* [Problem to solve]: Gather every line of the material below that contains the word "black", and copy each one in full.

* [Raw data]:
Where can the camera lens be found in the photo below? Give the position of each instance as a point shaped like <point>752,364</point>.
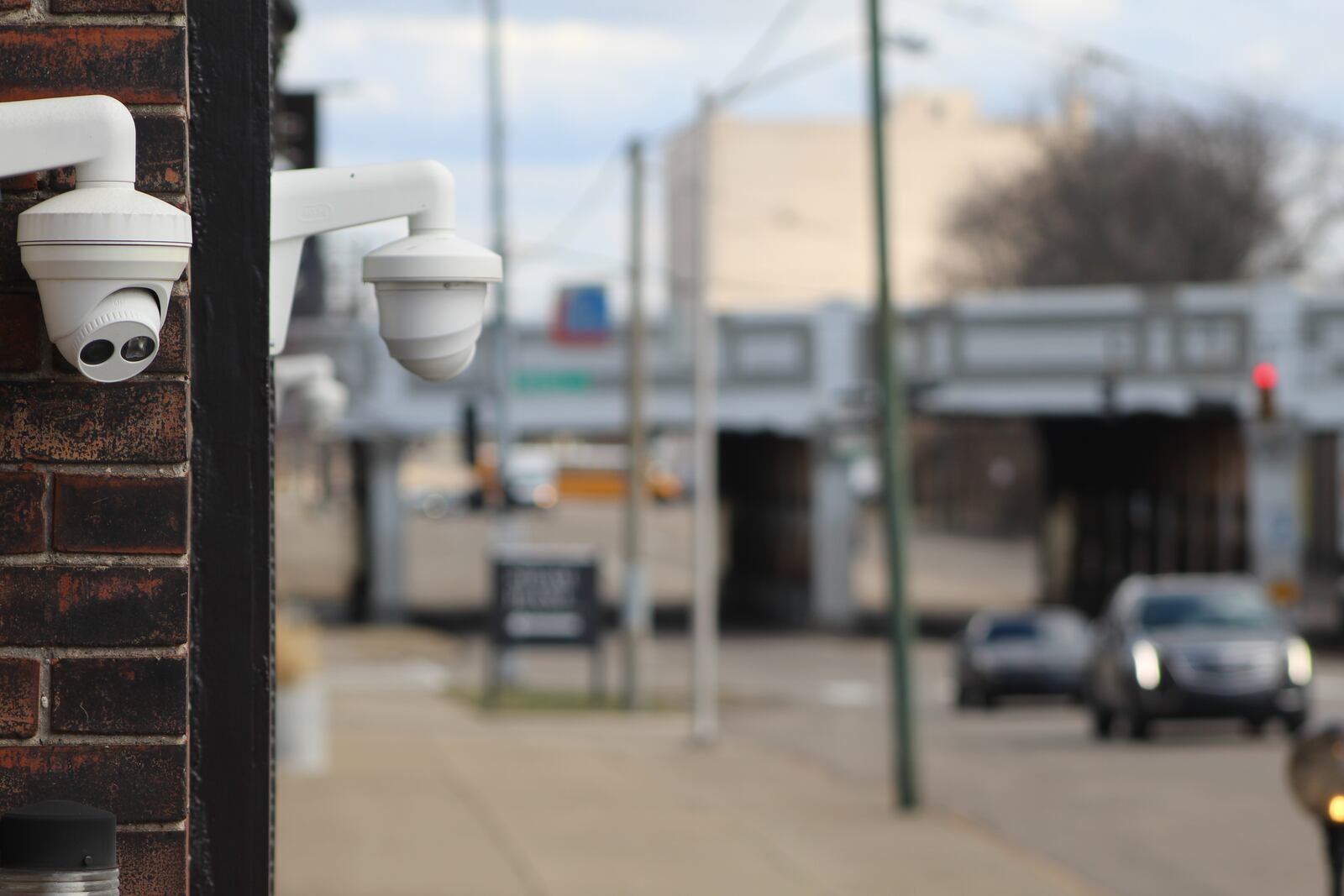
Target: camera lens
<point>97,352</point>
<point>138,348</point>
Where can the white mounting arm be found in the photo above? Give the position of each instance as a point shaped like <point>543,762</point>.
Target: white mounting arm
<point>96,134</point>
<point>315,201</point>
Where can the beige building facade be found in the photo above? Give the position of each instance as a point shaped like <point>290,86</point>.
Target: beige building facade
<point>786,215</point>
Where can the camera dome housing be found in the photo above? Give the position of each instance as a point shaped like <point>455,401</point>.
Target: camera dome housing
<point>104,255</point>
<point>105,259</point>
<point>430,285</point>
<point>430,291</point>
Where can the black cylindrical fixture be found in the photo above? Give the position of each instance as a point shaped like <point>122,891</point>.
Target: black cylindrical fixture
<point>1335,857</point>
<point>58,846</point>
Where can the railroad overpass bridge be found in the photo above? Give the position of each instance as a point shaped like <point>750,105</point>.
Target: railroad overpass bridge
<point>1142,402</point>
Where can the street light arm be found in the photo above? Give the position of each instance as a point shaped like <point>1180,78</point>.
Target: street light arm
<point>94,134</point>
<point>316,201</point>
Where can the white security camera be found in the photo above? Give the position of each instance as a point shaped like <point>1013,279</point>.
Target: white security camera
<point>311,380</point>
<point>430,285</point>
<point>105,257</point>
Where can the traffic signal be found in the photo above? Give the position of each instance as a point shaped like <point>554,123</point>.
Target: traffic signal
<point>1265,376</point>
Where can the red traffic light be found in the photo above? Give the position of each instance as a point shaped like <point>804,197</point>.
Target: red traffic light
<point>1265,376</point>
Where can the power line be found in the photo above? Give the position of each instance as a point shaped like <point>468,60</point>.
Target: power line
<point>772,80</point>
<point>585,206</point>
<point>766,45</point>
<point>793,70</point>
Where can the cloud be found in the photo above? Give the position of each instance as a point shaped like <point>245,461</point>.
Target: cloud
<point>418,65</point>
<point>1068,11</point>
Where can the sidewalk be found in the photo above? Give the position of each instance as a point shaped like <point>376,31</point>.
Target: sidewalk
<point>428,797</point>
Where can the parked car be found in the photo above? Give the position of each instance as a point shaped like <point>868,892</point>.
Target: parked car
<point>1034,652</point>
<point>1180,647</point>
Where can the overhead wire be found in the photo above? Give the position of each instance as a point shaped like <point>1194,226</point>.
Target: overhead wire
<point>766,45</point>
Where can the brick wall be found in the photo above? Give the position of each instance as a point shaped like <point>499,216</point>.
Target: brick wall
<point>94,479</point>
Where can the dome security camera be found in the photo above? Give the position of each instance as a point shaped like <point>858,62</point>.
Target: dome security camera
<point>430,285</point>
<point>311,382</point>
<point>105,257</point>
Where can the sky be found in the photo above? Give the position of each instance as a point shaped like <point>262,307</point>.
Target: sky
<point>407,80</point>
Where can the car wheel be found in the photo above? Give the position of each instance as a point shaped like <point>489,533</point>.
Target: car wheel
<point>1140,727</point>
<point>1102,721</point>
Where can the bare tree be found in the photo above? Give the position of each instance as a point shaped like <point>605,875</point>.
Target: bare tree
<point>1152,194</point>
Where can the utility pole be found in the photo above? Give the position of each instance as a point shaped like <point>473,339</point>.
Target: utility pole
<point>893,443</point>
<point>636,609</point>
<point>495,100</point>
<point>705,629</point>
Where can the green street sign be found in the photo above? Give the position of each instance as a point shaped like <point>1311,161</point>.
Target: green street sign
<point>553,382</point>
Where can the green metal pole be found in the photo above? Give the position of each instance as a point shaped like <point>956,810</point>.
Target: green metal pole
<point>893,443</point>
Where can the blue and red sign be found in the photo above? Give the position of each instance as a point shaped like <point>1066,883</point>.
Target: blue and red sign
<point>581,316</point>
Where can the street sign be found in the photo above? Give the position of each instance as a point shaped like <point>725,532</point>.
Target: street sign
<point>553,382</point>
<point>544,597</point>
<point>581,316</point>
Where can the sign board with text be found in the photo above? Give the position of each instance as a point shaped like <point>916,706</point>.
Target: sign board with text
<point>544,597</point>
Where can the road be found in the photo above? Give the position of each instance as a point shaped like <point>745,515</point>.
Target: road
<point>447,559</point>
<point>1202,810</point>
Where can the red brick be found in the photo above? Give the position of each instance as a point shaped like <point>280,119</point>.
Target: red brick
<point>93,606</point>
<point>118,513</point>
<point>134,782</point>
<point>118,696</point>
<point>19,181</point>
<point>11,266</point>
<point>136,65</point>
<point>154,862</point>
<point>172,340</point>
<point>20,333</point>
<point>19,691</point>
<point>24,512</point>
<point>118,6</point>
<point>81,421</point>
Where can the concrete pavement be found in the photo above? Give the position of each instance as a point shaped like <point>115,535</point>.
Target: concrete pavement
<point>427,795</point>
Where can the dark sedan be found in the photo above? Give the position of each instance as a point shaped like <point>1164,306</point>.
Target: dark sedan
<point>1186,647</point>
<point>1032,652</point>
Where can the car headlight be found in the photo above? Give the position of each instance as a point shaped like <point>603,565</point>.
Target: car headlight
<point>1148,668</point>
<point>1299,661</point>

...

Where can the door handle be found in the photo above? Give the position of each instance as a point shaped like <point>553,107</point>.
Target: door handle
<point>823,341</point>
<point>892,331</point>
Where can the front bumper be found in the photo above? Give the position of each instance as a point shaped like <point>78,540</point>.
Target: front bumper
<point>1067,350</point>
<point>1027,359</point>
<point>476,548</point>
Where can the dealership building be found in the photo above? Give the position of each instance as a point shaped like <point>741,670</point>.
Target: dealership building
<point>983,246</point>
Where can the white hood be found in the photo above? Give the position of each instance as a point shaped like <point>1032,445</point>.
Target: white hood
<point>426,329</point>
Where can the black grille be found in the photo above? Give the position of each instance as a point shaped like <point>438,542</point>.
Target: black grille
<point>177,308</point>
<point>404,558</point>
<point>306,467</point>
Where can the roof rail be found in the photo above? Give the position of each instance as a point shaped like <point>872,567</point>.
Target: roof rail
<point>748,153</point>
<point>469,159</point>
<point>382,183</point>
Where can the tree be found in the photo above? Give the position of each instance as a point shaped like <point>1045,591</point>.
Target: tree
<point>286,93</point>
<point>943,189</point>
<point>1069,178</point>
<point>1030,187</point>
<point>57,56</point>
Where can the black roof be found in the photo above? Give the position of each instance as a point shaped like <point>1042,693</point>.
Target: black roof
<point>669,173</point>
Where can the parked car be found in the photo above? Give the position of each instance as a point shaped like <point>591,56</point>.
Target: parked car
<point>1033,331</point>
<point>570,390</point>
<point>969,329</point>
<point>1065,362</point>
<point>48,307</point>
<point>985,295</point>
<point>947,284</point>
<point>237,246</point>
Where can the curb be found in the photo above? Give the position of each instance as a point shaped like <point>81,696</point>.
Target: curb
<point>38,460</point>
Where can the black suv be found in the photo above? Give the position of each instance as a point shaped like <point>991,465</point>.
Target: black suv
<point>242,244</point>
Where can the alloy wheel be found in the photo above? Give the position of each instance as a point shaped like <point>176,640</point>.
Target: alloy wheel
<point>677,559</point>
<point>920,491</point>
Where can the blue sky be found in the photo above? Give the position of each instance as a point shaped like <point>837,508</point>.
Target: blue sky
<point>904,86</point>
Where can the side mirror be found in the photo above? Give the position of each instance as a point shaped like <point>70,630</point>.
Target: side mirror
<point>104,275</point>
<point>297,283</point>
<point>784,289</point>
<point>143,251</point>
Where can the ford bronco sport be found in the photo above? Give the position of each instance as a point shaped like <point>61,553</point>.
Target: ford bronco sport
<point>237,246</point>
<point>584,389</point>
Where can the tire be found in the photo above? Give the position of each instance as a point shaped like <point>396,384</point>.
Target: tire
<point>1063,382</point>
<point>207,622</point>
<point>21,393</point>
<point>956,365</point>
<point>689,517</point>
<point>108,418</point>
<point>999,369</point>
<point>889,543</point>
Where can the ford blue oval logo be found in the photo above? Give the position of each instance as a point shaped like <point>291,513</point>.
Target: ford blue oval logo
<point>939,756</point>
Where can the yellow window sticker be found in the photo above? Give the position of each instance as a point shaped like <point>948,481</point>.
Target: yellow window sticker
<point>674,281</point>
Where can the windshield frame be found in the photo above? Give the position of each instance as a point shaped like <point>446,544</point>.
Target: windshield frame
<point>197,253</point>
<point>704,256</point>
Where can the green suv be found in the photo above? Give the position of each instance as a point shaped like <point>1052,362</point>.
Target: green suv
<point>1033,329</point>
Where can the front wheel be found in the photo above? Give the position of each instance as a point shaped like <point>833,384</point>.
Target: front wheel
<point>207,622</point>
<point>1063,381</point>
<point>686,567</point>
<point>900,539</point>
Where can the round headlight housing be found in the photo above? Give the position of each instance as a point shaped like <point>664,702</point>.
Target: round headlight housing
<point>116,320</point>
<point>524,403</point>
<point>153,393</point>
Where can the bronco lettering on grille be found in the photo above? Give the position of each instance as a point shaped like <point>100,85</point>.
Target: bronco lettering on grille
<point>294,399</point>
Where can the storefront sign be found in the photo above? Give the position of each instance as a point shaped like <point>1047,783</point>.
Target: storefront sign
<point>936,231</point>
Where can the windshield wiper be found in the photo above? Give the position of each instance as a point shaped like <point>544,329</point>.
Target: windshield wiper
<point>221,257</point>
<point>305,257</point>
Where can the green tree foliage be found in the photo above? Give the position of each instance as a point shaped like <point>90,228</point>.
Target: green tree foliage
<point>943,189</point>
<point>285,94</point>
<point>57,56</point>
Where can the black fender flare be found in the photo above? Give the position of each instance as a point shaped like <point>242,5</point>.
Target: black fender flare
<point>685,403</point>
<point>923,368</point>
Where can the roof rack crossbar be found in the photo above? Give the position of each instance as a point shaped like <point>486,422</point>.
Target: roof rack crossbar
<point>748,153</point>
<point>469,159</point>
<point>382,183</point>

* [Response to this task]:
Where can the black cylindrical fixture be found in the photo above? Give the position of each instance as a point shaped like <point>122,891</point>.
Target: black cylindrical fixture
Where can the black grille be found in the photo above? Give the position of each instance as a point shaped like <point>438,542</point>.
Target: black grille
Where can the black roof be found in the photo above? Give the position of each instance as a point shaped like <point>1042,693</point>.
Target: black roof
Where can the black suv be found in the photo above? Give the position of each instance as a point shaped like <point>991,465</point>.
Target: black suv
Where can the black fender flare be found in the photo above? Give the position of each instance as a point shaped like <point>242,5</point>.
Target: black fender flare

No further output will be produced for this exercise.